== PASSAGE TO READ ==
This is your first game Son. I hope you win. I hope you win for your sake, not mine . . . . Because winning is nice. It’s a good feeling – like the world is yours. But it passes, this feeling, and what lasts is what you have learned.

And what you learn about is life. That’s what sports is all about – Life. The whole thing is played out in an afternoon (or evening) – The happiness of life, the miseries, the joys, the heartbreaks.

There’s no telling what’ll turn up. There’s no telling whether they’ll toss you out in the first five minutes or whether you’ll stay for the long haul. There’s no telling how you’ll do. You might be a hero or you might be absolutely nothing. There’s just no telling. Too much depends on chance . . . on how the ball bounces.

I’m not talking about the game, Son. I’m talking about life. But it’s life that the game is all about. Just as I said. Because every game is life, and life is a game; a serious one . . . Dead Serious.

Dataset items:
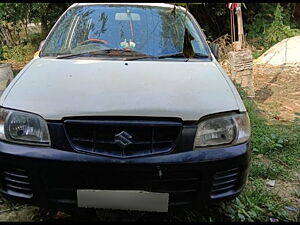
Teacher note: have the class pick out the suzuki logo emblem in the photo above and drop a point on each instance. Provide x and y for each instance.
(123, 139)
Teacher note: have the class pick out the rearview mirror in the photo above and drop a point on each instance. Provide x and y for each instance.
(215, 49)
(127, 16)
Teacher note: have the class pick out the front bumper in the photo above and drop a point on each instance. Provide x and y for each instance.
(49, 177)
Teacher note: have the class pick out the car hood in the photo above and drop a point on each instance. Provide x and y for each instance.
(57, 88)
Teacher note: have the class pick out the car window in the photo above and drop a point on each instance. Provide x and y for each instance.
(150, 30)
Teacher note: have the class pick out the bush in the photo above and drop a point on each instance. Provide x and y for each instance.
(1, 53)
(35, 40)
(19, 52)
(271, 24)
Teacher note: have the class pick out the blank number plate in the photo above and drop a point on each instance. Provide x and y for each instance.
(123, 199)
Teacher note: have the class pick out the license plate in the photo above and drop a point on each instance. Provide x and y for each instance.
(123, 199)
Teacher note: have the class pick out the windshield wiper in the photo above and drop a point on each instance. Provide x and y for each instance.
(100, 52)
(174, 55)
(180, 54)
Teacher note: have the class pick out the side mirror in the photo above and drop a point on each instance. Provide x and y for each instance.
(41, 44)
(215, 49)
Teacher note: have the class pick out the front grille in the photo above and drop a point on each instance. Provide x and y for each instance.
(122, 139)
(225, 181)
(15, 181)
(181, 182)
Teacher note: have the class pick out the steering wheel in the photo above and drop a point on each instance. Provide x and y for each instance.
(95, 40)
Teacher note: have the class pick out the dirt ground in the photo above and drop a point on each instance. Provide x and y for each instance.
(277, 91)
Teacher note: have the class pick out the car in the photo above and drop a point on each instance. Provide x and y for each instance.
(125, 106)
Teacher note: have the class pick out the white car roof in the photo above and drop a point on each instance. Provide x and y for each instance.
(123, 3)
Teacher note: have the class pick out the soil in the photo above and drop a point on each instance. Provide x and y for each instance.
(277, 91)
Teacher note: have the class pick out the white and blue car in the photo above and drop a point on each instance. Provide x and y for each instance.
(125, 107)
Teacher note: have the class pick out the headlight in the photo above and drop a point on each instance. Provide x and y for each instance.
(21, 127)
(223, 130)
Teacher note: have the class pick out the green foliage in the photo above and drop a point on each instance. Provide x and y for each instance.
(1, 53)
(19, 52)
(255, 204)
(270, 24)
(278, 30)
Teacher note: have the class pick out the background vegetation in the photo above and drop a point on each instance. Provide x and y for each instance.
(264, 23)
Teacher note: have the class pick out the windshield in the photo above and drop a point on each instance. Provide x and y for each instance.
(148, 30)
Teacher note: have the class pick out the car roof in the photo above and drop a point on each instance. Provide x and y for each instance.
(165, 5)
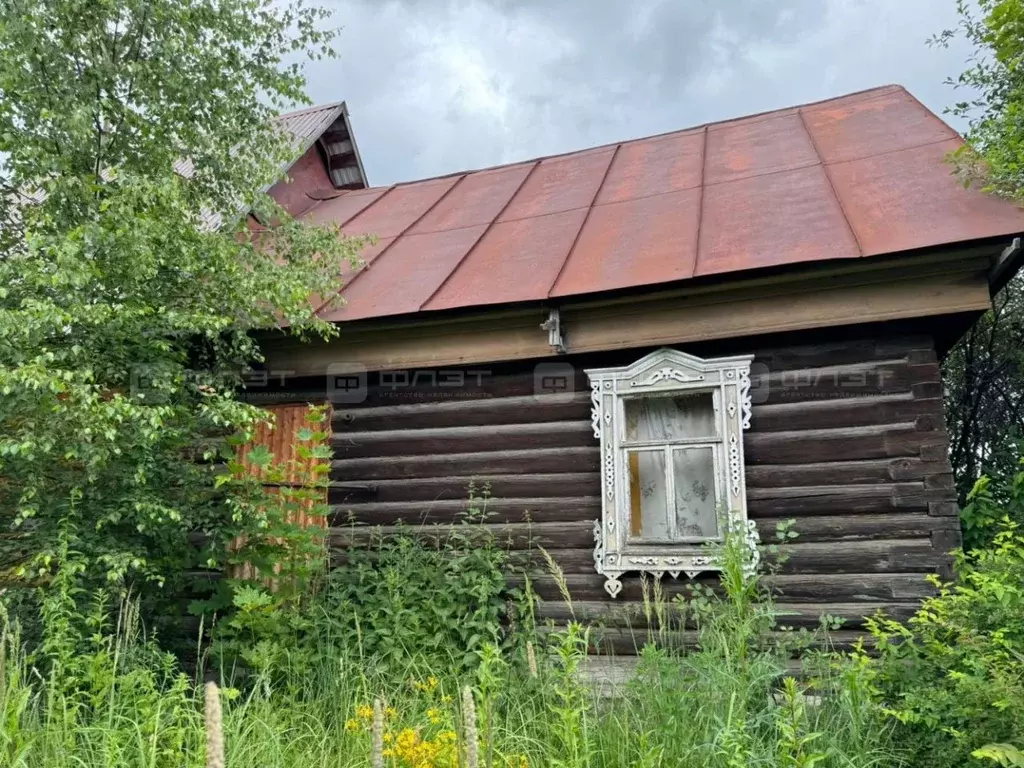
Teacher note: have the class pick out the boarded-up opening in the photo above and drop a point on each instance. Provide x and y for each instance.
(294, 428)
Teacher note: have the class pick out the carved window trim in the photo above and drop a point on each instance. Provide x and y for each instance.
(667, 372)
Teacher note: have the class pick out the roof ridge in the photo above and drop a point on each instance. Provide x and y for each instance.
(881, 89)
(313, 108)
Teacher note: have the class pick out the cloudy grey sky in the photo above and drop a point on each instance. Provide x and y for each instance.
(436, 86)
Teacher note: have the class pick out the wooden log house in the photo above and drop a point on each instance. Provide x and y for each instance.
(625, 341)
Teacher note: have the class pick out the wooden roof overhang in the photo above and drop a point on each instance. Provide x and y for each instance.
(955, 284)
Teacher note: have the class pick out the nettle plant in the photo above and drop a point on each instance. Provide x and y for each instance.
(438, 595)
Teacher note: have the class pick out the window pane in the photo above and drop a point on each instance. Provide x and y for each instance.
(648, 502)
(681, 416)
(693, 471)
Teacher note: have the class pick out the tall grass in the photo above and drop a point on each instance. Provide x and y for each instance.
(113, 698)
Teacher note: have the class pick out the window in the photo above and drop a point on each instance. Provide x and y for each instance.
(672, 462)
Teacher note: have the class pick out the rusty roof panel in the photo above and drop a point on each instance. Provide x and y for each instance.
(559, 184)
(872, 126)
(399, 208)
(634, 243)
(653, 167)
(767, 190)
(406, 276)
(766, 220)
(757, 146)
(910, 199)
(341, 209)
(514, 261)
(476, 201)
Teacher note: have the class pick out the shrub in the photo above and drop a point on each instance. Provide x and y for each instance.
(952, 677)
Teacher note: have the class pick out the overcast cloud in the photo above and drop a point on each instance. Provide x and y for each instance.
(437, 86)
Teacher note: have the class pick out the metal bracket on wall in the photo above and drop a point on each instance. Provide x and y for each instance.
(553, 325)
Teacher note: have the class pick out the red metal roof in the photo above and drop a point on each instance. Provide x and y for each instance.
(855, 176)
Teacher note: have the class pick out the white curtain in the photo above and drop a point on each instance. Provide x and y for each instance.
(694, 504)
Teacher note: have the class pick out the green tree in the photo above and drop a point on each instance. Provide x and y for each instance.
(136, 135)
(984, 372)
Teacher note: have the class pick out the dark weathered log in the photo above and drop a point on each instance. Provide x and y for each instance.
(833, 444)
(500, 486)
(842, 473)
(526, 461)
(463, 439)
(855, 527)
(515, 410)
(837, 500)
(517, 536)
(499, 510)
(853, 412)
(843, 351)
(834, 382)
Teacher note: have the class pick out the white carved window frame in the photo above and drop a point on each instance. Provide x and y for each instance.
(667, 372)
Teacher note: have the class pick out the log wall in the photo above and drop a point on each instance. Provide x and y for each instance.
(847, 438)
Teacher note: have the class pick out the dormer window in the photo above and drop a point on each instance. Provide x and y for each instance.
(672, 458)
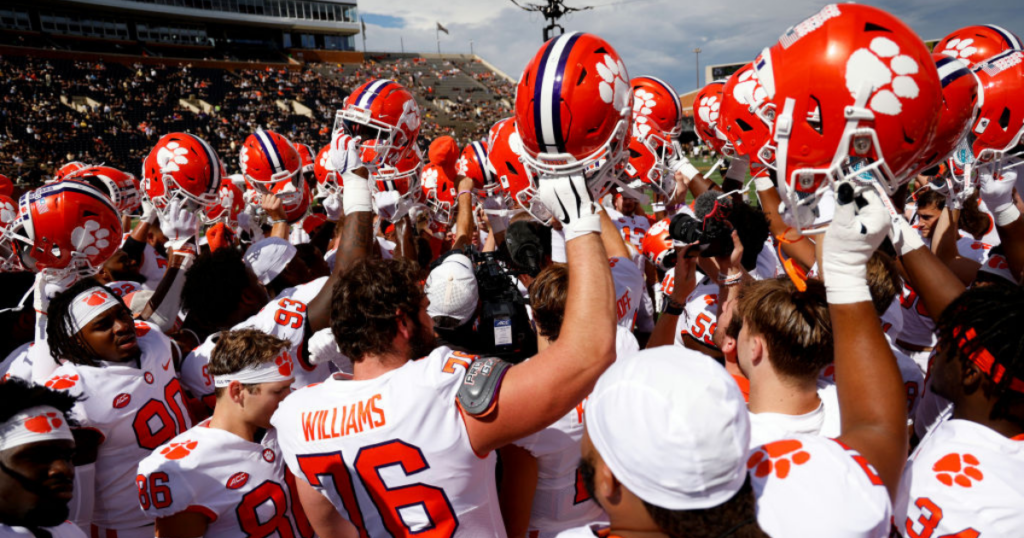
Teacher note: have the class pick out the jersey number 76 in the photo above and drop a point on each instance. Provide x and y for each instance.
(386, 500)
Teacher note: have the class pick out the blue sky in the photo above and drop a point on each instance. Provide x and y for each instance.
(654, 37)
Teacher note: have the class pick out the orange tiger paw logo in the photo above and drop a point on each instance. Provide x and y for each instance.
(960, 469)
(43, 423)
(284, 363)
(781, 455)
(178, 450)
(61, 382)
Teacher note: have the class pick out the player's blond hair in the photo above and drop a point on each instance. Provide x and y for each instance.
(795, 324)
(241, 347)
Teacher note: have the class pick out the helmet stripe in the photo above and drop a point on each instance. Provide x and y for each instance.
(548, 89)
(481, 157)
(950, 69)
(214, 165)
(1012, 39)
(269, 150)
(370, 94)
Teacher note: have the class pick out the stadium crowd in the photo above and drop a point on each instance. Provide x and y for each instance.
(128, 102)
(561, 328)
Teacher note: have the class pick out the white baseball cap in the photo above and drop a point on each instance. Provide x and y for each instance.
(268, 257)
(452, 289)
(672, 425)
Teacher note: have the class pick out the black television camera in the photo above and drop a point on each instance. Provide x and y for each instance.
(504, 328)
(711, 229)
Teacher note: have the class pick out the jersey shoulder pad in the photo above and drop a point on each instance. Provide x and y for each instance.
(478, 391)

== PROBLEM ==
Pick up the passage addressed to a son before his first game right after its last sentence and carry it forward. The lines in the dataset items have no connection to the passage addressed to a son before his first game.

== TASK ANSWER ==
But that’s what you do with serious things. You do your level best. You take what comes. You take what comes and run with it.

Winning is fun. Sure. But winning is not the point. Wanting to win is the point. Not giving up is the point. Never being satisfied with what you’ve done is the point. Never letting up is the point. Never letting anyone down is the point.

Play to win. Sure. But if you should lose, lose like a champion, be a class person . . . Because it’s not winning that counts. What counts is trying.